• _WHAT TO DO_: Reproduce every one of the records below word for word, without leaving out or changing any line.

>> Begin MATERIAL

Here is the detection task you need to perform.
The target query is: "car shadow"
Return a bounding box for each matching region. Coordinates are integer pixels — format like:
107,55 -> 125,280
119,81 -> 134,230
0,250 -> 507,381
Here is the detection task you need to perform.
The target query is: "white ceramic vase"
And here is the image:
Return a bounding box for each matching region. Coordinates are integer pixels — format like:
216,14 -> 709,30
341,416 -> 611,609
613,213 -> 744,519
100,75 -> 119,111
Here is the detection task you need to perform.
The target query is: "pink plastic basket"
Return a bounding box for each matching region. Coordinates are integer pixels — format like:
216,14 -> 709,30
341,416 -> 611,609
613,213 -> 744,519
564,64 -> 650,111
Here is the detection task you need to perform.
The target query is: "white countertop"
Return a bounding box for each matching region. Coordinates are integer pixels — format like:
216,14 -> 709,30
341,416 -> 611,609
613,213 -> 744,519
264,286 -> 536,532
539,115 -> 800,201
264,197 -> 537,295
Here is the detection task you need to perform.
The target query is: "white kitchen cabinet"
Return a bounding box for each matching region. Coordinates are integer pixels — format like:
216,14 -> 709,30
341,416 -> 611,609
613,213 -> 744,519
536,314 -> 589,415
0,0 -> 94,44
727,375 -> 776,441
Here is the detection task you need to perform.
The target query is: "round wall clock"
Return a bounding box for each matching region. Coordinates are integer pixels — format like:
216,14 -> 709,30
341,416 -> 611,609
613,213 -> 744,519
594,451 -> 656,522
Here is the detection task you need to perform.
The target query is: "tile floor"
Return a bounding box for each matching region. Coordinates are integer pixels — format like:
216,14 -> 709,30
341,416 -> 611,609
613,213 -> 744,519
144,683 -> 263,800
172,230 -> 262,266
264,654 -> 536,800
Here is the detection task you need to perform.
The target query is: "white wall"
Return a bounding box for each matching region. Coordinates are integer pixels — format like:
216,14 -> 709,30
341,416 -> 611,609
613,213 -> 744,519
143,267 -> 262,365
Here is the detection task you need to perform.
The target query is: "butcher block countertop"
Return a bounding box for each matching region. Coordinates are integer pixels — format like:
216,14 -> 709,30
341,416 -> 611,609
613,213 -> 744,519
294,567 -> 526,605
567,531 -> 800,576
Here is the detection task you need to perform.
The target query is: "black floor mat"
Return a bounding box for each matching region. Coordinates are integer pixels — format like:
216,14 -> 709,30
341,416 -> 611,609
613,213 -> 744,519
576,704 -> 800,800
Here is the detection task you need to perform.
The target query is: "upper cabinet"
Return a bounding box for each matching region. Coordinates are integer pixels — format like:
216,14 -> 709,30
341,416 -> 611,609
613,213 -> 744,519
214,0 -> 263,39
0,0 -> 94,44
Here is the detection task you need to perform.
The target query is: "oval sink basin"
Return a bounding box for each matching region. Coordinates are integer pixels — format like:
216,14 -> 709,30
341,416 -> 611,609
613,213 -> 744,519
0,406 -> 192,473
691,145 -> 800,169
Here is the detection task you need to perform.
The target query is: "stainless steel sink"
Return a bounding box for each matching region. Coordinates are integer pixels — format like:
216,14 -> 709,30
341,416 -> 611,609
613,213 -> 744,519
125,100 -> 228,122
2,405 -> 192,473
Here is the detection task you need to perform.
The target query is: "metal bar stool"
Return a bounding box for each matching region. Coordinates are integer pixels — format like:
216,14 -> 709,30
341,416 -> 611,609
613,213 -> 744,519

>> End MATERIAL

• _REPLY_:
Here is the detection task you need to perform.
The target query is: "car shadow"
Return a bounding box for each matching region. Coordinates are integer pixels — format like:
107,55 -> 125,280
119,81 -> 134,230
0,250 -> 507,381
Here is the detection task you need to perform.
The target query is: "white ceramic vase"
And here is the image:
Return a bounding box for each matching region. Coordinates are integer pixels — format like:
216,14 -> 709,30
341,416 -> 611,609
613,213 -> 744,519
100,75 -> 119,111
Here is the detection task you need to perform.
The target query is: "pink plastic basket"
Return a bounding box for each matching region. Coordinates are integer pixels — format like:
216,14 -> 709,30
341,416 -> 611,609
613,213 -> 744,519
564,64 -> 650,111
Here is the detection task you need to perform.
The target query is: "white countertop"
Return a bounding box for each matching region. Coordinates are integer pixels — format like:
216,14 -> 709,30
341,416 -> 611,609
613,213 -> 744,519
264,286 -> 536,532
539,115 -> 800,201
264,197 -> 537,295
Here is the detection task you need to perform.
The target query is: "white kitchen cabinet"
Return a bounding box for each matching region. Coordinates are integer pixels — format like:
216,14 -> 709,30
341,416 -> 611,609
613,213 -> 744,519
536,314 -> 589,415
0,0 -> 94,44
727,375 -> 776,441
Here is the detection task you need to perform.
The target query is: "round wall clock"
Return a bounding box for each matching region. Coordinates are integer pixels — format like:
216,14 -> 709,30
341,416 -> 611,609
613,213 -> 744,519
594,451 -> 656,522
Here is the detection task you need to perform.
The target query is: "tile floor"
Return a bounding box for each matching region. Coordinates are integer pixels — format like:
216,14 -> 709,30
341,416 -> 611,609
613,213 -> 744,519
144,683 -> 263,800
172,230 -> 262,266
264,654 -> 536,800
Here is the detection task you need to perform.
The target query is: "white wall"
Return a bounding box for each matching region. Coordinates are integer pixels — format like:
216,14 -> 709,30
341,416 -> 611,609
613,213 -> 744,519
143,267 -> 262,365
Here is the detection task you need to perform.
The target query is: "butcher block countertop"
Return a bounding box for each matching region. Coordinates are integer pixels — format like:
216,14 -> 709,30
341,416 -> 611,609
613,213 -> 744,519
294,567 -> 526,605
567,531 -> 800,576
Here is the detection task you need to perform.
The target query is: "black floor mat"
Return a bounding box for each matching region. Coordinates are integer pixels — format like:
216,14 -> 709,30
341,416 -> 611,609
613,213 -> 744,519
576,704 -> 800,800
Here is the detection task you need to perform.
The target query is: "upper cabinet"
Return a bounding box for each matching region. Coordinates are integer pixels — format like:
216,14 -> 709,30
341,416 -> 611,609
613,213 -> 744,519
214,0 -> 263,39
0,0 -> 94,44
Here is the detection task you need to perform.
The target query is: "oval sink basin"
Return a bounding box for each matching region. Coordinates are integer pixels — format like:
216,14 -> 709,30
341,416 -> 611,609
613,213 -> 744,519
0,406 -> 192,473
691,145 -> 800,169
Here is the detection task you need to perform.
The target query is: "stainless steel sink"
Return a bounding box for each matching region. Coordinates are integer pixels — format like:
216,14 -> 709,30
341,416 -> 611,609
613,213 -> 744,519
125,100 -> 228,122
2,405 -> 192,473
Here is the detection task you need to perform.
The target query is: "metal bar stool"
Return a bounding box for each matching region. Coordinates are integer pixels — format like:
216,14 -> 709,30
341,416 -> 611,609
613,213 -> 744,519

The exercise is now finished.